• _REQUIRED TASK 1_:
Reproduce the listing verbatim, from the line that contains "Where can the orange-yellow" through the final line of the listing, both included.

Mango Pickle Recipe
Mango Pickle is a traditional Indian condiment made with raw unripe green mangoes, spices and oil. In India, pickles are relished as a side in every meal. It is eaten with dal-rice, dal-roti, parathas & even with many breakfast dishes. Indian cuisine is diverse so a Mango Pickle is made in many different ways. I am sharing the easiest recipe to make it at home.
About Mango Pickle
Mango Pickle is a Indian pickle variety made with raw unripe green mangoes, pickling spices and oil. Aam chunda, Punjabi aam ka achar, Rajasthani aam ka achar, mavinakayi uppinakayi, Maagaya, Avakaya & Vadu mango pickle are some of the most well known mango pickle varieties made in India.
Traditionally, chopped mangoes are pickled with spices and oil in large ceramic pots known as bharani or barni. The ingredients ferment as the mango pickle ages and develops tons of flavor and deliciousness.
Avakaya is one of the popular variety of pickle made in Andhra Pradesh & Telangana, Telugu-speaking South Indian states. Both these states are immensely known for hot and spicy foods. This Mango Pickle is a similar but toned down version which is also simpler to make.
Though I have tried so many recipes, this recipe is special to me as it is very flavorful & easy to make. This can be made with any kind of raw sour green mangoes and can be consumed after 3 days of preparing it.
I tested & retested this recipe countless number of times so I have updated lot of tips for better shelf-life.
This Mango Pickle keeps good for a couple of months at room temperature if you take good care. It keeps good in the refrigerator for 6 to 7 months. If you plan to store it for an year then do check out this traditional recipe of Andhra avakaya here.
You may like these pickle recipes
Andhra style tomato pickle
How to make Mango Pickle (Stepwise Photos)
1.This step is for better shelf-life. If you skip this step, you have to refrigerate the pickle right away after making it. To make mango pickle, firstly make sure all the following are completely dry and free from moisture. It is ideal to sun dry all of them for a few hours. If you do not have sunlight, then wipe with a clean dry cloth and keep them in a dry place the previous night.
- 1 mixing bowl
- 2 large spoon
- 1 small blender jar (or spice jar)
- 1 chopping board
- 2 knives (1 small & 1 large)
- work area (has to be super clean and dry)
2. Dry roast half teaspoon methi seeds on a low flame till they begin to smell good. Transfer these to a plate. To the same hot pan, add 3 tablespoons oil and allow it to warm up. Set aside to cool completely. You can skip warming the oil if you intend to finish it with in 10 to 12 days. If using cold pressed oil, skip heating the oil.
3. Powder 1 tablespoon mustard seeds and ½ teaspoon roasted methi seeds in a blender to a fine or coarse powder to suit your liking. A fine powder needs less oil for the pickle.
Cut the Mango
4. Wash 1 large mango (or 2 medium) well under running water. I prefer to soak mango in salted water for 30 minutes, scrub it with additional salt and wash off. If you are using organic mango, you can just wash it well and use. Dry it thoroughly. Wipe off with an absorbent cloth or tissue.
5. Chop them to slightly large cubes of 1 by 1 inch. Smaller pieces tend to turn very soft and mushy when stored for longer. Also I used up the left over pulp on the mango. I finely chopped it as well. They turn soft and add volume to the pickle gravy.

• _PROVIDED ENTRIES_:
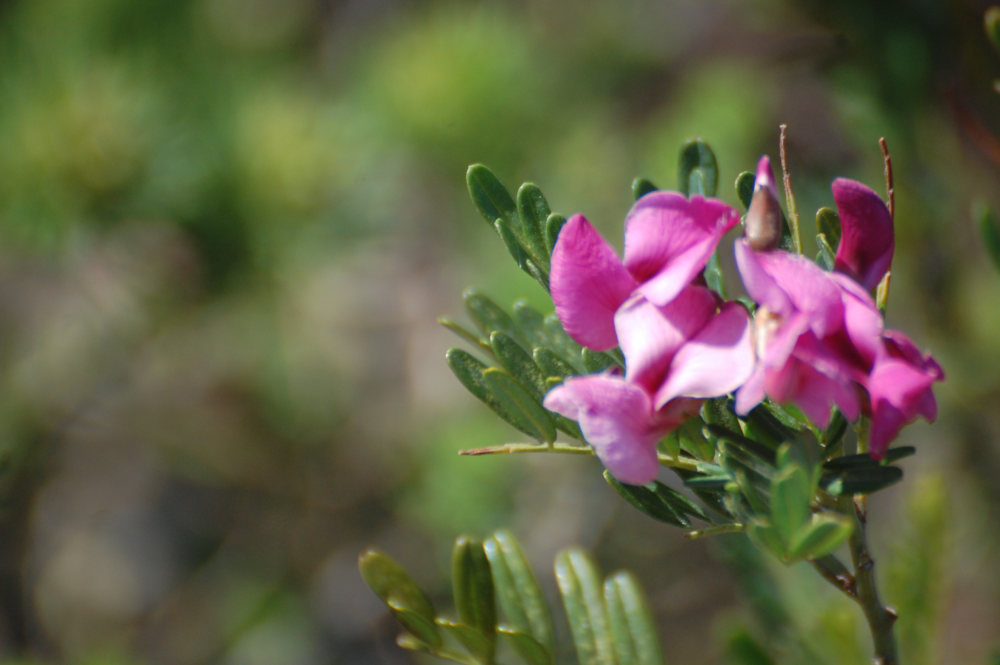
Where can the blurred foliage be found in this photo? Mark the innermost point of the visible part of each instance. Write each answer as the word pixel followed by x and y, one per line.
pixel 227 229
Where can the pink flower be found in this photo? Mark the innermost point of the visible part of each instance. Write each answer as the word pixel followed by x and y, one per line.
pixel 867 239
pixel 900 389
pixel 675 355
pixel 668 241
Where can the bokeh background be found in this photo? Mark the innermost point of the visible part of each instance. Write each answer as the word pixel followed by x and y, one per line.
pixel 227 228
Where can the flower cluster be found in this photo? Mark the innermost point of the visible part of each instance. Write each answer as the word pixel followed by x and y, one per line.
pixel 816 338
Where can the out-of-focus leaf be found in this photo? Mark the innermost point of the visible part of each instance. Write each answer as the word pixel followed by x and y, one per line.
pixel 490 196
pixel 475 642
pixel 534 210
pixel 553 224
pixel 489 316
pixel 634 634
pixel 698 170
pixel 396 588
pixel 791 493
pixel 529 415
pixel 583 599
pixel 518 363
pixel 744 187
pixel 641 187
pixel 824 534
pixel 464 333
pixel 517 589
pixel 596 361
pixel 526 647
pixel 472 585
pixel 861 480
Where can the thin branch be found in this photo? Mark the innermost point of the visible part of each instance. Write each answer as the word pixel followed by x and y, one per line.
pixel 793 210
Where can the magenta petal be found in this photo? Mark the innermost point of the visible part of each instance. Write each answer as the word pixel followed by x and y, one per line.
pixel 650 335
pixel 785 283
pixel 588 283
pixel 616 419
pixel 669 239
pixel 714 362
pixel 866 240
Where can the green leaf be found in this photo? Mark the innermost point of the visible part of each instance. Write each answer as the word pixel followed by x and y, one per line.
pixel 698 170
pixel 534 211
pixel 632 627
pixel 472 585
pixel 519 363
pixel 641 187
pixel 583 600
pixel 862 480
pixel 991 23
pixel 744 187
pixel 791 493
pixel 474 641
pixel 489 195
pixel 503 394
pixel 820 537
pixel 828 225
pixel 653 500
pixel 552 365
pixel 529 415
pixel 553 225
pixel 396 588
pixel 530 650
pixel 517 589
pixel 489 316
pixel 596 361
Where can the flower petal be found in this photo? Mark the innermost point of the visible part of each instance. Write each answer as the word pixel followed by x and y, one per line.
pixel 588 283
pixel 714 362
pixel 616 419
pixel 866 240
pixel 650 335
pixel 669 239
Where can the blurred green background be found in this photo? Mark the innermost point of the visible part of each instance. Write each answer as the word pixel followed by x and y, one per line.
pixel 227 228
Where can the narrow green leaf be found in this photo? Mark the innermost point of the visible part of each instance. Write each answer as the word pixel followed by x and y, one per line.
pixel 649 501
pixel 583 599
pixel 490 196
pixel 534 211
pixel 517 589
pixel 519 363
pixel 820 537
pixel 828 225
pixel 991 23
pixel 526 647
pixel 474 641
pixel 396 588
pixel 531 323
pixel 641 187
pixel 698 170
pixel 632 626
pixel 744 187
pixel 529 415
pixel 464 333
pixel 553 225
pixel 861 480
pixel 489 316
pixel 551 364
pixel 790 496
pixel 472 585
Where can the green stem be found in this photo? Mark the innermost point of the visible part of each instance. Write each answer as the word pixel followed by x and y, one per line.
pixel 685 463
pixel 880 617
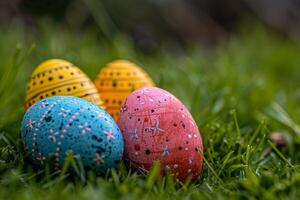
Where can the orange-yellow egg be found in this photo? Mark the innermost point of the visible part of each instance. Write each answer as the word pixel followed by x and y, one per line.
pixel 56 77
pixel 117 80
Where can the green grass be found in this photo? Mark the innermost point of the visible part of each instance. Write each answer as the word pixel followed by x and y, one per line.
pixel 239 93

• _REQUIRED TASK 2_:
Carry on with the mango pickle recipe, starting right after its last sentence.

• _TASK RESULT 1_:
Where can the orange-yellow egg be found in this photo? Mark the innermost point of the visible part of each instance. Write each answer as the word pixel followed by x and y, one per line.
pixel 56 77
pixel 117 80
Where can the green grass be found in this photo? Mark the innermost point of the visible part of each instance. Write each answer as the word pixel followed by x and y, one per line.
pixel 239 93

• _TASK RESULT 2_:
Optional – for extra shelf-life
You can skip this step if you are going to refrigerate the mango pickle right away after making it. If you prefer to store it for a few months at room temperature, then sun dry all the spice powders, garlic, salt and chopped mangoes for 4 to 5 hours. This has to be done in hot sun. If you do not have sunlight, then keep them in the oven set to 60 to 70 C (140 to 160 F) for 1 hour, with the oven door left ajar.
Spread the spice powders in a plate. Then garlic & chopped mangoes in a separate tray. Place them under sun or in oven. (I don’t keep the salt in oven). Later cool them and follow the recipe steps.
Make the Mango Pickle
6. To a large mixing bowl, add 1 ¼ cup mango cubes, 3 tablespoons red chili powder, mustard methi powder from the grinder, 1 ½ teaspoon salt and 4 lightly crushed garlic cloves.
7. Add oil we warmed up earlier. Ensure it is cool before adding to the mixture.
8. Mix everything well. The mixture looks dark and dry at this stage.
9. Cover it and set aside in a dry place for 24 hours. Avoid keeping in the kitchen as it is usually a place filled with humidity due to cooking.
10. After 24 to 28 hours, mango releases moisture or juices. Mix well with a dry spoon. Some kind of mangoes just don’t release any juices so it may still be dry after a day. Taste test and add more salt if needed. You will get to see this yummy hot spicy mango pickle ready.
It may taste slightly pungent and bitter for a week or so. But as the pickle ages it will be just fine.
Store mango pickle in a glass or ceramic jar. Do not use plastic jars for storing pickles, the taste of the pickle changes and it is unhealthy to use plastic containers for storing pickles. Serve with rice, paratha, idli , dosa and curd rice.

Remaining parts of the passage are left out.